::: Data shown :::

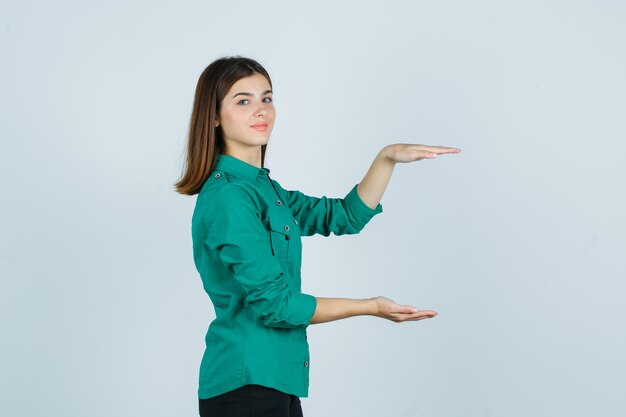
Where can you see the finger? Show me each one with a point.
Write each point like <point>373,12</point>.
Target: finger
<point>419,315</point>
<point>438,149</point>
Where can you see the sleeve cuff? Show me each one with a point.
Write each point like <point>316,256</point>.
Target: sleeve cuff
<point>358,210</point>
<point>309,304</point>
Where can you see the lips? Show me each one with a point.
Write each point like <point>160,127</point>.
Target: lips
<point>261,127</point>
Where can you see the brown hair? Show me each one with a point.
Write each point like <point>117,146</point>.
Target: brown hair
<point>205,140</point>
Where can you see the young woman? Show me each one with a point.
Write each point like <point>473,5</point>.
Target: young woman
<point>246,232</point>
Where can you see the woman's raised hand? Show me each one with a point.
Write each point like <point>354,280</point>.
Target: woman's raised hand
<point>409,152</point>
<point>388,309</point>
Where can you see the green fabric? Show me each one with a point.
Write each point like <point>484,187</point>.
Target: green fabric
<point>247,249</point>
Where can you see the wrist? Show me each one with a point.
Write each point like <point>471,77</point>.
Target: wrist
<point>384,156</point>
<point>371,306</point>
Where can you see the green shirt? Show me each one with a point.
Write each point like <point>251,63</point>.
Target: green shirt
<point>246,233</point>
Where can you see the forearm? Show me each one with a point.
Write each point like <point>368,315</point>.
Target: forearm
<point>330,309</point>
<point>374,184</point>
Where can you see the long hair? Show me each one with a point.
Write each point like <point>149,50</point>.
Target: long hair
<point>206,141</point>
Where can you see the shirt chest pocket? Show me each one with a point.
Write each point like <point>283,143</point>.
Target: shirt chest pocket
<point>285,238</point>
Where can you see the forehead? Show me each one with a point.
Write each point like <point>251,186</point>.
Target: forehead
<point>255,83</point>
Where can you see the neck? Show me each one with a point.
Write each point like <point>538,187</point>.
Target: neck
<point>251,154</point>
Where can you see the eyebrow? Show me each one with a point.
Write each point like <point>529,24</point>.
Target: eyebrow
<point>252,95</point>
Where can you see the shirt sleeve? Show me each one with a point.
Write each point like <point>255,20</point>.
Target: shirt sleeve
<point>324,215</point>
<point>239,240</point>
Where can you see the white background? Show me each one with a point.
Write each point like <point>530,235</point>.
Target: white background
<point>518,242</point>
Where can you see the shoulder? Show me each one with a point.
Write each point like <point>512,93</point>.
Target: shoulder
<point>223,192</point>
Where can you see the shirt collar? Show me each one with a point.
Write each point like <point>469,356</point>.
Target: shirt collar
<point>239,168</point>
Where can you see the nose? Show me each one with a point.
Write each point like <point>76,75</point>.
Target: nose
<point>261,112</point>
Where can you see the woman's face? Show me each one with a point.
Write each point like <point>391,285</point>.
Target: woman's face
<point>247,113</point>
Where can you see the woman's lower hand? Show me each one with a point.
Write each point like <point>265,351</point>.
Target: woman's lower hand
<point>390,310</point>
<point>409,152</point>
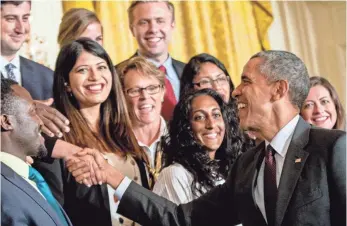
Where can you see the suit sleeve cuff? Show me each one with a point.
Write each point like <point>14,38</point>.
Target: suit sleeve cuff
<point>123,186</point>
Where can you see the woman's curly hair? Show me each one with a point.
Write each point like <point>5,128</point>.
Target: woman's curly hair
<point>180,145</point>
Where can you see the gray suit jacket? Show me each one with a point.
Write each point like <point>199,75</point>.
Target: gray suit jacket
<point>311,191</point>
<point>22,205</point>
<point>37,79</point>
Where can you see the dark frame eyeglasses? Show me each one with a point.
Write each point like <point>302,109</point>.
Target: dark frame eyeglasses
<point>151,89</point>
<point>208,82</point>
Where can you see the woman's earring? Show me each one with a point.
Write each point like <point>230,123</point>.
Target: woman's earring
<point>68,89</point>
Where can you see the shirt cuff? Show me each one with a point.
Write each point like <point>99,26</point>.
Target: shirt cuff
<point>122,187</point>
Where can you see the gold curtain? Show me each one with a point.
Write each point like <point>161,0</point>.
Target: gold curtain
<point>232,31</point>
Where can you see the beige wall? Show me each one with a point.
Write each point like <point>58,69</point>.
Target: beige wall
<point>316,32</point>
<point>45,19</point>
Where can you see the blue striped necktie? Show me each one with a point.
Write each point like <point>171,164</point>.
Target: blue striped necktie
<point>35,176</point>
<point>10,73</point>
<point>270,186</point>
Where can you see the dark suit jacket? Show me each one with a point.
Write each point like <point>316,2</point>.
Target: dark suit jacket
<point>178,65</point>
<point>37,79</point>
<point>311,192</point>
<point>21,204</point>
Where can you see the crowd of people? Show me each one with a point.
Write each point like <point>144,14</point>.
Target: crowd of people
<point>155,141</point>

:::
::: Data shown :::

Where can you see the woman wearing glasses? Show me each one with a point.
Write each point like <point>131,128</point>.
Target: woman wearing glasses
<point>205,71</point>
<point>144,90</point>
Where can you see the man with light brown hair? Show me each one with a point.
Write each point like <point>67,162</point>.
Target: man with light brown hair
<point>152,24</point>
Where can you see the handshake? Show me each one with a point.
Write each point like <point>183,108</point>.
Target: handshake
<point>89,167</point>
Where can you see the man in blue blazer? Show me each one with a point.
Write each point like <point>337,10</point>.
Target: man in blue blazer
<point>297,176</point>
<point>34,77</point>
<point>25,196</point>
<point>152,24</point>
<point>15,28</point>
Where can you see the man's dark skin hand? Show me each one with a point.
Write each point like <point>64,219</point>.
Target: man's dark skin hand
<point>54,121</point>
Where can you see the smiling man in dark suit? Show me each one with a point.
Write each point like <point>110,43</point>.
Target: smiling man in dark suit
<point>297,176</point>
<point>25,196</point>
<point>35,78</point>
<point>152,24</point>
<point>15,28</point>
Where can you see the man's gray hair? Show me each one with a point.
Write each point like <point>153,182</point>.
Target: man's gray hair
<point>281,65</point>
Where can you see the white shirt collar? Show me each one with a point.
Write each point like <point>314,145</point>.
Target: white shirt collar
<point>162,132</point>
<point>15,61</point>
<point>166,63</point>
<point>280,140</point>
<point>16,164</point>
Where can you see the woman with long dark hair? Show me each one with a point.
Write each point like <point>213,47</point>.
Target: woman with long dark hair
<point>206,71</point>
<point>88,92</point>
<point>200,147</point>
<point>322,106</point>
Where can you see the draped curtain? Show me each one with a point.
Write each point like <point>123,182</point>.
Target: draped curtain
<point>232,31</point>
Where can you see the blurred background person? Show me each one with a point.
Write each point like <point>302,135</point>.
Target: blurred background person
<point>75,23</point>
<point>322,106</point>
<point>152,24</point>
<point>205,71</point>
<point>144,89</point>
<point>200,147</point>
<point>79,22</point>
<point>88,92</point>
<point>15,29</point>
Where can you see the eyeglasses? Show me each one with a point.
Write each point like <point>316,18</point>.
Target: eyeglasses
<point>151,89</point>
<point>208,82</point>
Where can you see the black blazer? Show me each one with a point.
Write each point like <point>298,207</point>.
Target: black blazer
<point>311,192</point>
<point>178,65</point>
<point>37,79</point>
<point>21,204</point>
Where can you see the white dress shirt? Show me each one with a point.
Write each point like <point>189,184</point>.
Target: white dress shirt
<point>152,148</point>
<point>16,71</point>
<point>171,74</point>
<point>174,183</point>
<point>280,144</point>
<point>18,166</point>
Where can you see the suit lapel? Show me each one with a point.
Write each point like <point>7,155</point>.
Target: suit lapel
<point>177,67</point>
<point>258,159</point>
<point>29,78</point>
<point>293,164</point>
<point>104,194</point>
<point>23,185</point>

:::
::: Data shown :::

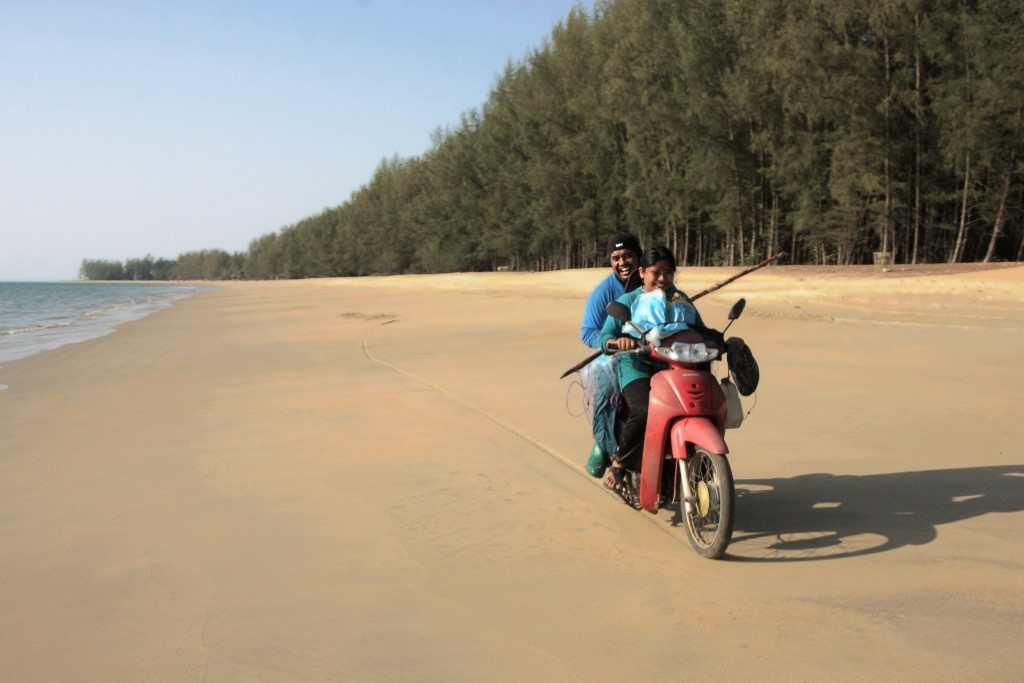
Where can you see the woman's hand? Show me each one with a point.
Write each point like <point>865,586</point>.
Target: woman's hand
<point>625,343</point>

:::

> [Exercise goal] Starting at the line above with "Target: woman's face", output every line exactly up to and including the line with "Where can you see the crowd", but none of the pictures.

> [Solution for this task]
Target: woman's face
<point>247,113</point>
Where can you see the woman's lower hand? Show me each one with a point.
Write each point like <point>265,351</point>.
Target: woman's lower hand
<point>390,310</point>
<point>409,152</point>
Where can you see the suit sleeve cuff? Show me each one with a point.
Write each point like <point>14,38</point>.
Target: suit sleeve cuff
<point>123,186</point>
Where can you see the woman's curly hair? Show me each one with a point.
Write each point like <point>5,128</point>.
Target: woman's curly hair
<point>180,145</point>
Where can you see the gray suit jacket? Show me each one with a point.
Write each point like <point>199,75</point>.
Target: gray suit jacket
<point>311,191</point>
<point>22,205</point>
<point>37,79</point>
Where can you see the dark frame eyeglasses? Show me each one with a point.
Write each point like <point>302,109</point>.
Target: dark frame eyeglasses
<point>151,89</point>
<point>208,82</point>
Where can you see the woman's earring? Show me each one with a point.
Write each point like <point>230,123</point>.
Target: woman's earring
<point>68,89</point>
Where can you see the shirt cuff? Show me each one with a point.
Write each point like <point>99,26</point>.
Target: shirt cuff
<point>122,187</point>
Where can you see the gold curtain? Show me each one with a point.
Write each point like <point>161,0</point>.
Target: gold curtain
<point>232,31</point>
Where can you see the beige wall? Show me each one with a point.
Write each point like <point>58,69</point>.
Target: beige wall
<point>316,32</point>
<point>45,19</point>
Where can you see the blue striped necktie? Show me each one with a point.
Write each point like <point>171,164</point>.
Target: blue striped necktie
<point>35,176</point>
<point>10,73</point>
<point>270,186</point>
Where can you see the dark suit jacket? Show me each one with a point.
Write each point like <point>316,2</point>.
Target: dark suit jacket
<point>178,65</point>
<point>37,79</point>
<point>311,192</point>
<point>21,204</point>
Where can you see the crowd of people? Show me each one with a point.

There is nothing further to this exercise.